Compito 1: Secondo la nota biografica su Errico Malatesta, quale mestiere apprese Malatesta?
Compito 2: Prosegui la nota biografica su Errico Malatesta dal punto in cui si interrompe.

Brano fornito:
──────────────────────────────

Nota biografica

Errico Malatesta nasce a Santa Maria Capua Vetere (Caserta) il 4 dicembre 1853 da una famiglia di piccoli commercianti; il padre aveva una fabbrica per la concia del cuoio. La famiglia si trasferisce presto a Napoli, nel 1864. A 14 anni, il 25 marzo 1868, Errico Malatesta viene per la prima volta arrestato. L'ordine di arresto scatta perché una lettera sovversiva "minacciosa e insolente" contro il re Vittorio Emanuele II è stata da lui firmata e inviata a Firenze, allora capitale. Questo arresto, che proseguì poi con un immediato rilascio a causa della sua giovane età, fu il primo di una lunga serie che accompagnò Malatesta durante l'arco di tutta la sua vita, per un totale di più di dieci anni di carcere e 35 anni esatti (quasi metà della sua vita) di esilio.
Si iscrive alla facoltà di medicina di Napoli, senza mai laurearsi. Apprende il mestiere di elettricista meccanico, mestiere al quale ricorrerà per tutta la sua vita nei vari momenti di difficoltà economica. Fin da giovanissimo, seguendo l'esempio del fratello maggiore Aniello, aderisce agli ambienti repubblicani patriottici guidati da Giuseppe Mazzini. Non ancora diciottenne abbraccia l'ideale anarchico che sosterrà per tutta la vita. A questo proposito, Malatesta scrive: "Studiai, e vidi che la repubblica era sempre stata un governo come gli altri o peggio degli altri, e che in repubblica, come in monarchia, v'è miseria, e si mitraglia il popolo quando tenta di scuotere il giogo [...] Guardai i paesi contemporanei e vidi che quelli in cui v'è la repubblica non stanno meglio di quelli in cui v'è la monarchia. In America vi è la repubblica e, con tanta estensione di terra libera, con sovrabbondanza di produzione, v'è della gente che muore di fame; vi è la repubblica e, malgrado la libertà e l'uguaglianza scritte nella costituzione, chi è povero non ha dignità di uomo e la cavalleria disperde a colpi di bastone o di sciabola gli operai che chiedono pane e lavoro. [...] Che dico: in America, come già in Roma e in Grecia, si è visto che la repubblica è compatibile con la schiavitù! V'è repubblica nella Svizzera e v'è miseria, e dominano i preti protestanti e cattolici, e non si può abitare in una città senza il permesso di soggiorno. [...] V'è repubblica in Francia e iniziò la sua vita massacrando 50 mila parigini, e continua infeudandosi ai preti e mandando i suoi soldati dovunque i lavoratori levano il capo, per costringerli a sottomettersi ai padroni e sopportare sommessi la loro miseria. Dunque, mi dissi, la repubblica non è quello che io avevo sognata; dunque, altra è la vaga aspirazione del collegiale, altra, ben altra, la realtà. I miei compagni più vecchi, quelli che io consideravo come miei maestri, dicevano bene che le repubbliche esistenti non eran la vera e che in Italia la repubblica apporterebbe giustizia, libertà, benessere, eguaglianza; ma io sapevo che le stesse cose si dicevano in Francia prima che la repubblica trionfasse; [...] volli vedere chiaro" (50).

──────────────────────────────

Dati di origine:
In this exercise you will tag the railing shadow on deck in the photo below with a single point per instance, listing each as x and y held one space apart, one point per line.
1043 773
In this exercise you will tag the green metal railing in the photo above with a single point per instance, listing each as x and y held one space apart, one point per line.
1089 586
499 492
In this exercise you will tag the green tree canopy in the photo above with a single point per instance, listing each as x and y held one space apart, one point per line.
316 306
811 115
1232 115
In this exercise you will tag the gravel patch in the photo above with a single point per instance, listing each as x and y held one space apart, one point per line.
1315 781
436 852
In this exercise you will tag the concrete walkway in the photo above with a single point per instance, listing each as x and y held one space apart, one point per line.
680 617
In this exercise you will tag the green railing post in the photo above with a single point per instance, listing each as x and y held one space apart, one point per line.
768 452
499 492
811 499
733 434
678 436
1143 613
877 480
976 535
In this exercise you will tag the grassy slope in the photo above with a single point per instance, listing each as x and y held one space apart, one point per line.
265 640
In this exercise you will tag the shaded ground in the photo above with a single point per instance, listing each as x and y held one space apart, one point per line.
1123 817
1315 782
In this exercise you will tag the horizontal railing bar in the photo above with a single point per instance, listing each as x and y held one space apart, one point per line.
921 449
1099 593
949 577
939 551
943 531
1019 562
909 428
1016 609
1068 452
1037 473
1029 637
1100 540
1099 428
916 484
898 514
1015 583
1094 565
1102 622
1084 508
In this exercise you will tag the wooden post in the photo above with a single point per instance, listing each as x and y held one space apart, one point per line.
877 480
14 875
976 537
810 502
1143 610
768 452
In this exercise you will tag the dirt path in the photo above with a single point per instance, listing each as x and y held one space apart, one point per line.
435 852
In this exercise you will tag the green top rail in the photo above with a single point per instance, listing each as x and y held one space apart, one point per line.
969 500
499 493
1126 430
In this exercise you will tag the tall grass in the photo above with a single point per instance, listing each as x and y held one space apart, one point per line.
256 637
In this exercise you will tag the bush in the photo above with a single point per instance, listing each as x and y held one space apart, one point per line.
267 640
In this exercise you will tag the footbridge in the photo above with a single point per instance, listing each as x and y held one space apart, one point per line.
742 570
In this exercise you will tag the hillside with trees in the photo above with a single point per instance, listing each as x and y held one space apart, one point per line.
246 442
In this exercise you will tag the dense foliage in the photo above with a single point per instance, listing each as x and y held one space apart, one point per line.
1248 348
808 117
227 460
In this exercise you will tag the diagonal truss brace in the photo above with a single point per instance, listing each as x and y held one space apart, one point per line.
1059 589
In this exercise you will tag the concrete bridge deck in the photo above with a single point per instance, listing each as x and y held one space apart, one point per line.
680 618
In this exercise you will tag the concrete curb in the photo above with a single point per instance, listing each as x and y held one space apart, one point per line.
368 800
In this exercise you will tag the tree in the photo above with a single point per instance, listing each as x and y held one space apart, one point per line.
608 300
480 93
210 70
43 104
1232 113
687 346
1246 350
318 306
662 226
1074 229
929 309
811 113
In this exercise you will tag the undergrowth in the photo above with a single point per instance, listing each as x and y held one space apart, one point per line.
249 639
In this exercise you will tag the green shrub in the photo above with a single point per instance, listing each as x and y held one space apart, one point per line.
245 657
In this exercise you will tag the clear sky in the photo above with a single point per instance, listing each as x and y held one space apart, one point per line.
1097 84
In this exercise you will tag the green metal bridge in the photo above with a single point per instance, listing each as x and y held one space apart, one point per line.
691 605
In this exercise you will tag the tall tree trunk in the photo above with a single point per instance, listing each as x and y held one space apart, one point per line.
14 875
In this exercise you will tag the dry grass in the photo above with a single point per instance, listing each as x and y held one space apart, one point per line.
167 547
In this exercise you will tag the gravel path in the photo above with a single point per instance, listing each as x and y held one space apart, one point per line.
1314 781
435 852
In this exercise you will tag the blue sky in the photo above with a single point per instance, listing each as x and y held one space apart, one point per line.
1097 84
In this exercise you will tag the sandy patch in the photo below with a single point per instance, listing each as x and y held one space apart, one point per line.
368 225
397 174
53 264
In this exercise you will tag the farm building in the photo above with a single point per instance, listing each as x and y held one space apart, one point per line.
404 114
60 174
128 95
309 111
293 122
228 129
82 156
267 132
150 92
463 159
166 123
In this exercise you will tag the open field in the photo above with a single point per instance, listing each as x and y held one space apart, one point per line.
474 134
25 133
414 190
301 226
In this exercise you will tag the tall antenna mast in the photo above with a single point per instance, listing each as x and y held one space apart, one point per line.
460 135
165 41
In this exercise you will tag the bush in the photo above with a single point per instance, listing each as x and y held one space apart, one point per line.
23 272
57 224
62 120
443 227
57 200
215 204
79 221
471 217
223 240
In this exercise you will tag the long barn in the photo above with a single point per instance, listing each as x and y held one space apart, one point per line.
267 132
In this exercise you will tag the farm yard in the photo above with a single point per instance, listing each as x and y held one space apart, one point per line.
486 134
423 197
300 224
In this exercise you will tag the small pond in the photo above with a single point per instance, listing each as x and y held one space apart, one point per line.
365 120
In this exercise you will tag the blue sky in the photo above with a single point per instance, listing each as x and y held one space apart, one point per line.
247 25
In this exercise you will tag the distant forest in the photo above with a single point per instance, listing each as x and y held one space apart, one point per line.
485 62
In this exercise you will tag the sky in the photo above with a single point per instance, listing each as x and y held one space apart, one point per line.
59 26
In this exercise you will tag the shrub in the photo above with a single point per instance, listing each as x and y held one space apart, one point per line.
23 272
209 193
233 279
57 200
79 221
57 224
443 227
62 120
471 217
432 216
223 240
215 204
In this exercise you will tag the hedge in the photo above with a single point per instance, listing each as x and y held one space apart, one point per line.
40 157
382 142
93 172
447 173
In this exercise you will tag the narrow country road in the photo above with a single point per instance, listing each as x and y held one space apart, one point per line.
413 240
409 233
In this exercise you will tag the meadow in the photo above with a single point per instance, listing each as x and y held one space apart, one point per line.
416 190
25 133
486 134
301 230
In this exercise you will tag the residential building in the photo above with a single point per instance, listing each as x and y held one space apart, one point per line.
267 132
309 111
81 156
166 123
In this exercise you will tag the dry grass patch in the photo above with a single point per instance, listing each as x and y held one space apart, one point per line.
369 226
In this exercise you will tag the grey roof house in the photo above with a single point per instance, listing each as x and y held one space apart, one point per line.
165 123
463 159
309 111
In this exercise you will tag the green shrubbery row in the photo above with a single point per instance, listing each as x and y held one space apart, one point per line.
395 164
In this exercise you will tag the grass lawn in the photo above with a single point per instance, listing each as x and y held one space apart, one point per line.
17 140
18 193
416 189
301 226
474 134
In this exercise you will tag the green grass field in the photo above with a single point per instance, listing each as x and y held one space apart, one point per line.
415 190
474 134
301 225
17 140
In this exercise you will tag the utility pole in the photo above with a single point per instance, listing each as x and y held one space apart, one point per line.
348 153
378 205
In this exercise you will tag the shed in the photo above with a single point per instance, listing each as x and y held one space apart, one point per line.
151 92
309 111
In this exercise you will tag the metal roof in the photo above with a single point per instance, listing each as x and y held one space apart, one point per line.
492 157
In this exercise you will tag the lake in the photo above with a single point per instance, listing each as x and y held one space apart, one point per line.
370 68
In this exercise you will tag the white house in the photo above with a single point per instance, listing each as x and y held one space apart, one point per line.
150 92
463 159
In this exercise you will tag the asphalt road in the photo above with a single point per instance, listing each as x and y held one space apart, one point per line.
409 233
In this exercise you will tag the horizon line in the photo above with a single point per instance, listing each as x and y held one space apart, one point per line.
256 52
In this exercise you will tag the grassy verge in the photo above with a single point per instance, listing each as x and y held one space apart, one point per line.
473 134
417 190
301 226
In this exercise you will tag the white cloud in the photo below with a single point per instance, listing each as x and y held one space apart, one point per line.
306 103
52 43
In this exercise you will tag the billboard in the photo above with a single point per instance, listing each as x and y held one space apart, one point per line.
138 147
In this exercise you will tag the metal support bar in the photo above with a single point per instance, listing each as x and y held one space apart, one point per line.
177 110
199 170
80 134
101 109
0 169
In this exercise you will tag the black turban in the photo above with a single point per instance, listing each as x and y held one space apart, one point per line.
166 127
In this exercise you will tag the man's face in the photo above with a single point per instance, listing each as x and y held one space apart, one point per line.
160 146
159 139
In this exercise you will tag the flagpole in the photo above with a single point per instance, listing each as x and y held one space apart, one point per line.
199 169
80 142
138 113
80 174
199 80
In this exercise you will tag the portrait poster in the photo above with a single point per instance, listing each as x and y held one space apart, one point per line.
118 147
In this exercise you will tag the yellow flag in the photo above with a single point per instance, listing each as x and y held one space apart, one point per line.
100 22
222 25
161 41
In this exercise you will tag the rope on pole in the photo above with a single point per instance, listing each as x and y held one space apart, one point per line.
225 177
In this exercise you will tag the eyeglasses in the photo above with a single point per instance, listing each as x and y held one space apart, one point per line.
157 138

──────────────────────────────

Risposta 1: Il mestiere di elettricista meccanico.

Risposta 2:
Malatesta esce quindi dal movimento repubblicano di Mazzini ed entra nella Internazionale socialista. Presto iniziano le incomprensioni tra l'ala italiana dell'Internazionale e il Consiglio Generale di Londra, marxista, il cuore programmatico del movimento. Le incomprensioni sono sostanzialmente dettate dal differente approccio alla dottrina socialista: autoritario quella marxista, libertario quella italiana. La frattura ufficiale tra le due posizioni avverrà poi al congresso di Rimini nel 1872, dove si romperà definitivamente ogni rapporto con il Consiglio Generale di Londra e dove verrà costituita la "Federazione Italiana dell'Associazione Internazionale dei Lavoratori"; tra i suoi fondatori troviamo anche Malatesta. In Italia quindi, di fatto, il socialismo nasce essenzialmente anarchico.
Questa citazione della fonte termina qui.